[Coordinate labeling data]
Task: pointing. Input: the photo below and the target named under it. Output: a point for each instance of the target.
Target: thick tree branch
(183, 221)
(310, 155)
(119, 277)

__What the task asks__.
Quote each line of the entries above word for word, without changing anything.

__Correct answer__.
Task: pointing. Input: the photo below and the target named under it. Output: a point for each instance of the target.
Target: thick tree branch
(183, 221)
(310, 155)
(119, 277)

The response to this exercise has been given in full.